* _Goal of the exercise_: Gather all lines from the material that contain the word "help".

(Data provided Opens)

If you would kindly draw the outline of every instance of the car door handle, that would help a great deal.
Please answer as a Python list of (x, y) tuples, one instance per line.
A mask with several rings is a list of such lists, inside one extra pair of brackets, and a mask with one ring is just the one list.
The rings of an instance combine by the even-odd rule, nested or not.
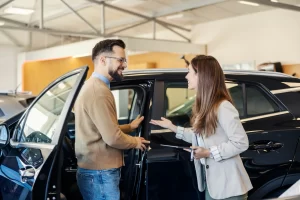
[(33, 166), (25, 166), (24, 168), (19, 169), (21, 175), (21, 181), (23, 183), (27, 182), (28, 179), (33, 179), (35, 175), (35, 169)]
[(270, 152), (276, 151), (283, 147), (282, 143), (274, 142), (274, 141), (258, 141), (249, 145), (249, 150)]

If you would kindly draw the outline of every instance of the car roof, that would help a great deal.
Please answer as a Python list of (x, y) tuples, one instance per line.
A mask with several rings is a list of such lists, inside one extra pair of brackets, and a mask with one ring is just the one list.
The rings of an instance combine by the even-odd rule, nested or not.
[[(294, 76), (269, 71), (255, 71), (255, 70), (223, 70), (225, 75), (254, 75), (254, 76), (268, 76), (268, 77), (283, 77), (283, 78), (295, 78)], [(125, 77), (143, 77), (152, 76), (160, 77), (165, 75), (178, 75), (188, 72), (187, 68), (167, 68), (167, 69), (139, 69), (139, 70), (127, 70), (123, 74)]]
[[(187, 68), (177, 69), (143, 69), (125, 70), (124, 81), (147, 81), (147, 80), (184, 80)], [(282, 90), (291, 88), (289, 82), (300, 85), (300, 79), (288, 74), (269, 71), (255, 70), (224, 70), (227, 81), (251, 82), (263, 84), (269, 90)], [(299, 87), (299, 86), (297, 86)]]

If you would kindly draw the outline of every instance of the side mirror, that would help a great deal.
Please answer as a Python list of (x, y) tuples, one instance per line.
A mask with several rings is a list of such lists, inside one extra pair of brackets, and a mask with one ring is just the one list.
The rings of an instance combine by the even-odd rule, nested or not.
[(0, 124), (0, 149), (8, 144), (9, 139), (9, 130), (6, 124)]

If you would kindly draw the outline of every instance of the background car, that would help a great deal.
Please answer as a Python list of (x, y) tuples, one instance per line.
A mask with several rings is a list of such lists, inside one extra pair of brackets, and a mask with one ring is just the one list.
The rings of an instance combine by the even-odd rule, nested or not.
[[(3, 199), (58, 199), (61, 194), (81, 199), (76, 184), (76, 116), (72, 107), (87, 70), (80, 68), (60, 77), (24, 114), (5, 122), (11, 140), (10, 145), (0, 144)], [(190, 127), (195, 92), (187, 89), (186, 73), (186, 69), (128, 71), (122, 82), (111, 83), (119, 123), (145, 116), (141, 127), (130, 135), (151, 141), (146, 152), (124, 152), (121, 199), (204, 199), (190, 154), (162, 146), (190, 144), (149, 124), (151, 119), (165, 116), (176, 125)], [(225, 76), (250, 143), (241, 154), (254, 186), (249, 199), (278, 197), (300, 179), (300, 80), (270, 72), (225, 71)], [(65, 87), (59, 87), (61, 84)], [(186, 107), (185, 112), (176, 112)]]
[(0, 123), (27, 108), (35, 96), (30, 92), (0, 92)]

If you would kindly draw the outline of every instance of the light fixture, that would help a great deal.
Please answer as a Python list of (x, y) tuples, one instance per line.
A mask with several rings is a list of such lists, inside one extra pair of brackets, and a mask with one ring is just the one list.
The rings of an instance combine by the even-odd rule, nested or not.
[(278, 0), (271, 0), (272, 2), (274, 2), (274, 3), (278, 3), (279, 1)]
[(167, 16), (166, 19), (178, 19), (178, 18), (182, 18), (182, 17), (183, 17), (183, 14), (180, 13), (180, 14), (176, 14), (176, 15)]
[(0, 21), (0, 26), (3, 26), (5, 24), (4, 21)]
[(15, 14), (15, 15), (30, 15), (34, 12), (32, 9), (28, 8), (17, 8), (17, 7), (8, 7), (4, 10), (4, 13)]
[(249, 6), (259, 6), (258, 3), (253, 3), (253, 2), (249, 2), (249, 1), (239, 1), (239, 3), (249, 5)]

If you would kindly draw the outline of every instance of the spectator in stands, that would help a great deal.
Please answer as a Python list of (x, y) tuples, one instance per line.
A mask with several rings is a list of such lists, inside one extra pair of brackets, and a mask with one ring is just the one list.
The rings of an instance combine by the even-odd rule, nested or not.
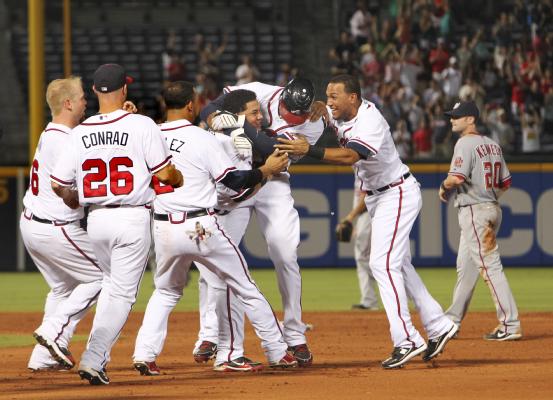
[(506, 12), (499, 15), (499, 21), (493, 26), (492, 34), (496, 45), (508, 47), (511, 44), (512, 24)]
[(411, 43), (411, 18), (407, 11), (402, 11), (397, 16), (394, 37), (400, 46)]
[(186, 66), (182, 58), (174, 51), (169, 53), (170, 61), (167, 67), (167, 80), (169, 82), (186, 80)]
[(446, 101), (451, 102), (452, 99), (459, 97), (463, 77), (461, 71), (457, 68), (455, 57), (449, 58), (449, 66), (442, 71), (441, 81)]
[(507, 113), (503, 108), (491, 110), (486, 117), (486, 126), (491, 138), (501, 146), (505, 154), (512, 154), (515, 144), (515, 130), (507, 119)]
[(469, 45), (469, 38), (467, 35), (464, 35), (461, 38), (461, 44), (456, 51), (457, 62), (459, 63), (459, 69), (463, 76), (466, 76), (471, 67), (472, 60), (472, 48)]
[(465, 84), (459, 89), (459, 99), (461, 101), (474, 101), (478, 109), (483, 110), (484, 98), (486, 92), (473, 78), (468, 77)]
[(449, 119), (444, 115), (444, 109), (440, 102), (432, 107), (430, 129), (432, 130), (432, 152), (434, 157), (449, 159), (452, 150), (451, 129), (449, 129)]
[[(417, 44), (419, 48), (424, 50), (428, 50), (431, 44), (436, 40), (437, 34), (436, 34), (436, 29), (434, 28), (434, 24), (432, 23), (432, 15), (430, 14), (430, 11), (426, 7), (422, 9), (421, 16), (420, 16), (420, 19), (418, 20), (418, 23), (414, 24), (413, 36), (417, 38)], [(443, 38), (438, 39), (438, 43), (440, 43), (440, 40), (443, 44)], [(445, 68), (445, 66), (447, 65), (448, 59), (449, 59), (449, 54), (445, 56), (445, 62), (444, 62), (443, 68)], [(438, 72), (441, 72), (441, 70)]]
[(522, 125), (522, 152), (534, 153), (540, 150), (541, 118), (537, 110), (524, 111), (520, 118)]
[(361, 46), (372, 39), (371, 13), (367, 10), (366, 0), (358, 0), (357, 7), (349, 20), (349, 26), (353, 41)]
[(396, 149), (399, 157), (402, 160), (411, 157), (411, 134), (407, 130), (407, 124), (403, 119), (400, 119), (396, 123), (396, 129), (394, 130), (392, 137), (396, 144)]
[(413, 132), (413, 156), (418, 159), (432, 157), (432, 131), (426, 118), (422, 119), (418, 129)]
[(432, 68), (432, 78), (440, 80), (442, 71), (447, 68), (449, 62), (449, 53), (445, 47), (444, 38), (439, 38), (436, 48), (430, 50), (428, 62)]
[(543, 104), (543, 133), (544, 139), (553, 137), (553, 86), (547, 88)]
[(297, 68), (290, 67), (290, 64), (284, 63), (280, 65), (280, 69), (276, 75), (275, 82), (277, 86), (286, 86), (297, 75)]
[(533, 80), (530, 87), (525, 90), (524, 108), (526, 110), (539, 111), (543, 104), (543, 93), (540, 90), (540, 82)]
[(243, 85), (244, 83), (255, 82), (259, 79), (259, 70), (253, 65), (252, 57), (242, 56), (242, 64), (236, 68), (236, 84)]
[(424, 104), (427, 108), (434, 107), (434, 104), (443, 98), (442, 89), (437, 81), (431, 80), (430, 86), (423, 93)]
[(380, 62), (372, 44), (367, 43), (359, 49), (361, 52), (361, 71), (370, 81), (377, 81), (380, 77)]
[(418, 94), (415, 94), (411, 98), (411, 107), (407, 112), (407, 122), (410, 132), (413, 132), (417, 127), (419, 127), (421, 121), (424, 119), (424, 110), (421, 107), (421, 98)]
[(524, 90), (521, 79), (518, 75), (513, 76), (511, 82), (511, 113), (519, 118), (524, 108)]
[(338, 43), (330, 50), (329, 57), (338, 64), (352, 62), (357, 56), (357, 47), (353, 43), (351, 35), (346, 32), (340, 32)]
[(401, 73), (400, 80), (404, 86), (416, 89), (417, 77), (424, 71), (419, 49), (414, 46), (404, 46), (401, 49)]

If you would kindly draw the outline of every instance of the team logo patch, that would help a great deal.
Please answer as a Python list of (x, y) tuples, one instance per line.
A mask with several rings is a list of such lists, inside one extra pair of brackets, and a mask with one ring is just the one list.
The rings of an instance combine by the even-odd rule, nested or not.
[(205, 229), (203, 225), (200, 224), (200, 222), (196, 222), (193, 231), (187, 231), (186, 233), (188, 234), (188, 238), (195, 241), (198, 245), (200, 244), (200, 242), (210, 238), (212, 235), (212, 233), (209, 230)]
[(455, 168), (461, 168), (463, 166), (463, 157), (457, 157), (455, 161), (453, 161), (453, 166)]

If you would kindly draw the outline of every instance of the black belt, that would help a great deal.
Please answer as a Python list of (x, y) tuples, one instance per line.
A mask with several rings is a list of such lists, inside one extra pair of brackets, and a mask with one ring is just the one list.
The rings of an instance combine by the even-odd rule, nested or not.
[[(205, 208), (203, 210), (197, 211), (185, 211), (185, 219), (203, 217), (204, 215), (209, 215), (210, 212)], [(154, 219), (156, 221), (169, 221), (169, 214), (157, 214), (154, 213)]]
[(393, 187), (396, 187), (398, 185), (401, 185), (403, 183), (403, 181), (407, 178), (409, 178), (411, 176), (411, 173), (410, 172), (407, 172), (406, 174), (404, 174), (402, 177), (401, 177), (401, 180), (398, 181), (398, 182), (394, 182), (394, 183), (390, 183), (389, 185), (386, 185), (386, 186), (382, 186), (381, 188), (378, 188), (378, 189), (375, 189), (375, 190), (367, 190), (367, 196), (372, 196), (374, 194), (377, 194), (377, 193), (382, 193), (382, 192), (385, 192), (386, 190), (388, 189), (391, 189)]
[(31, 219), (33, 221), (40, 222), (41, 224), (50, 224), (50, 225), (56, 225), (56, 226), (67, 225), (73, 222), (73, 221), (63, 221), (63, 222), (50, 221), (49, 219), (39, 218), (34, 214), (31, 215)]

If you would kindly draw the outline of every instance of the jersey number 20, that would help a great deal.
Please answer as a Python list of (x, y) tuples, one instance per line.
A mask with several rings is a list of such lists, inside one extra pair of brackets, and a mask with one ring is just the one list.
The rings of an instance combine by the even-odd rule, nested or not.
[[(109, 161), (109, 191), (115, 196), (121, 196), (132, 192), (134, 187), (133, 175), (129, 171), (119, 171), (119, 167), (132, 167), (133, 162), (129, 157), (113, 157)], [(84, 197), (103, 197), (108, 194), (106, 184), (102, 184), (108, 176), (108, 165), (101, 158), (93, 158), (83, 163), (83, 171), (96, 169), (83, 177)], [(98, 184), (92, 188), (92, 184)]]
[(484, 167), (484, 181), (486, 182), (486, 189), (499, 188), (499, 178), (501, 175), (501, 163), (489, 161), (483, 163)]

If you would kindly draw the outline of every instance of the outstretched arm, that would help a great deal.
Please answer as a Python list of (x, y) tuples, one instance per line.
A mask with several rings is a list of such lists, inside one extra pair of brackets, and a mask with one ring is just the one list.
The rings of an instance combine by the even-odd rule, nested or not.
[(295, 140), (277, 138), (275, 147), (288, 154), (310, 156), (329, 164), (353, 165), (361, 159), (361, 154), (350, 148), (319, 147), (310, 145), (305, 136), (296, 135)]

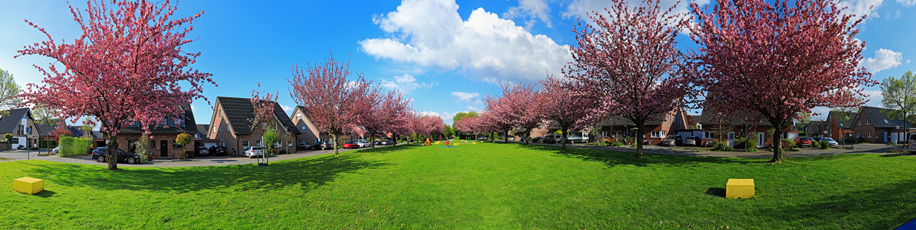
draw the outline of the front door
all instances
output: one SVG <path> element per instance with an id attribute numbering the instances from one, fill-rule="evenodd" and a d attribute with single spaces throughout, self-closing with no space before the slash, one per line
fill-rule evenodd
<path id="1" fill-rule="evenodd" d="M 728 146 L 735 146 L 735 132 L 728 132 Z"/>
<path id="2" fill-rule="evenodd" d="M 161 157 L 169 156 L 169 141 L 167 140 L 159 141 L 159 156 Z"/>
<path id="3" fill-rule="evenodd" d="M 763 142 L 766 141 L 764 133 L 757 133 L 757 148 L 763 148 Z"/>
<path id="4" fill-rule="evenodd" d="M 890 142 L 890 141 L 887 140 L 887 137 L 888 137 L 888 136 L 887 136 L 887 132 L 884 132 L 884 143 Z"/>

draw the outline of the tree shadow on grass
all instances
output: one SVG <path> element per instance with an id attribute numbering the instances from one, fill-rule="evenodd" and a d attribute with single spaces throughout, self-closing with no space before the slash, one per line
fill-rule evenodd
<path id="1" fill-rule="evenodd" d="M 360 153 L 370 153 L 370 154 L 388 154 L 392 152 L 404 151 L 404 150 L 413 149 L 417 147 L 419 146 L 397 145 L 397 146 L 388 146 L 388 147 L 383 147 L 383 148 L 376 147 L 375 149 L 367 148 L 367 149 L 362 149 L 359 152 Z"/>
<path id="2" fill-rule="evenodd" d="M 26 163 L 28 164 L 28 163 Z M 35 165 L 35 164 L 33 164 Z M 35 165 L 27 172 L 43 176 L 57 185 L 90 187 L 97 190 L 154 190 L 190 192 L 232 188 L 235 190 L 277 189 L 300 186 L 310 190 L 333 181 L 341 173 L 386 165 L 358 155 L 320 156 L 284 160 L 267 167 L 257 164 L 175 167 L 122 168 L 54 163 Z"/>
<path id="3" fill-rule="evenodd" d="M 585 149 L 585 148 L 566 148 L 561 149 L 556 146 L 544 146 L 544 145 L 522 145 L 522 148 L 547 151 L 560 156 L 578 158 L 588 161 L 600 161 L 604 162 L 608 166 L 617 166 L 617 165 L 634 165 L 634 166 L 648 166 L 651 164 L 660 164 L 667 166 L 685 166 L 685 165 L 695 165 L 698 163 L 739 163 L 739 164 L 752 164 L 752 163 L 768 163 L 766 161 L 748 161 L 741 160 L 736 158 L 727 158 L 727 157 L 703 157 L 703 156 L 683 156 L 683 155 L 667 155 L 667 154 L 653 154 L 653 153 L 644 153 L 644 158 L 635 157 L 635 153 L 632 152 L 618 152 L 611 150 L 597 150 L 597 149 Z"/>
<path id="4" fill-rule="evenodd" d="M 916 180 L 830 195 L 812 202 L 757 209 L 777 221 L 822 220 L 823 228 L 891 229 L 916 217 Z M 805 226 L 809 226 L 805 224 Z"/>
<path id="5" fill-rule="evenodd" d="M 706 195 L 725 197 L 725 188 L 718 188 L 718 187 L 707 188 Z"/>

(Data provided Closes)

* _Exercise solution_:
If you would kindly draw the outline of every instance of the car door handle, that would help a great deal.
If you would kindly draw the outline of every instance of the car roof, that would help a great deal.
If you would kindly draw the outline of every instance of the side mirror, that would help a great deal.
If you would kindly draw the outline of every instance of the background car, that would help a great deal.
If you would kindly draw the outline of every instance of the light fixture, that would help a great deal.
If you would kindly draw the outline of every instance of the spectator in stands, that would help a great deal.
If you would kindly draw the outline of every instance of the team logo patch, that would help a great deal.
If you would kindly draw the outline of every instance of the black belt, that would help a great deal.
If you would kindly draw the outline of every instance of the jersey number 20, that would help a great deal.
If you would kindly draw the outline of every instance of the outstretched arm, that would help a great deal.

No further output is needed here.